* TEKS BACAAN
------------------------

Jumat (3/12) dan sabtu (4/12) Fakultas Psikologi UGM mengadakan acara Theraupetic Art-Making and Gift-Giving. Therapeutic Art ini merupakan sebuah terapi psikologis atau self healing melalui media seni. Acara yang diadakan secara luring terbatas ini merupakan rangkaian acara Dies Natalis Fakultas Psikologi UGM ke-57. Lokasi perhelatan acara ini di kantin Fakultas Psikologi UGM.
Pada hari pertama acara berlangsung pada pukul 09.00 WIB – 11.30 WIB dan dihadiri oleh 21 peserta dari dosen dan tenaga kependidikan Fakultas Psikologi UGM. Sedangkan pada hari kedua acara berlangsung pukul 10.00 WIB – 13.00 WIB dan dihadiri oleh 16 peserta dari mahasiswa dan alumni Fakultas Psikologi UGM.
Bintang tamu pada acara ini adalah Ardhana Riswarie, M.A., AThR, Art Theraphist Seni Rupa dan Desain dari ITB. Lulusan Master Art Psychotheraphy Goldsmith, University of London ini mempresentasikan kepada peserta tentang konsep dasar art theraphy dan mengajak peserta untuk berlatih membuat goresan-goresan warna menggunakan kuas dan cat lukis.

------------------------

* ISI DATASET

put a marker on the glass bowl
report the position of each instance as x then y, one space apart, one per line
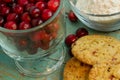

------------------------

* DAFTAR TUGAS
A – Salin bagian teks bacaan, mulai dari "Pada hari pertama" dan berakhir pada "alumni Fakultas Psikologi UGM.".
B – Menurut teks bacaan, berapa peserta yang menghadiri acara pada hari kedua?

* JAWABAN TUGAS
A –
Pada hari pertama acara berlangsung pada pukul 09.00 WIB – 11.30 WIB dan dihadiri oleh 21 peserta dari dosen dan tenaga kependidikan Fakultas Psikologi UGM. Sedangkan pada hari kedua acara berlangsung pukul 10.00 WIB – 13.00 WIB dan dihadiri oleh 16 peserta dari mahasiswa dan alumni Fakultas Psikologi UGM.

B – 16 peserta.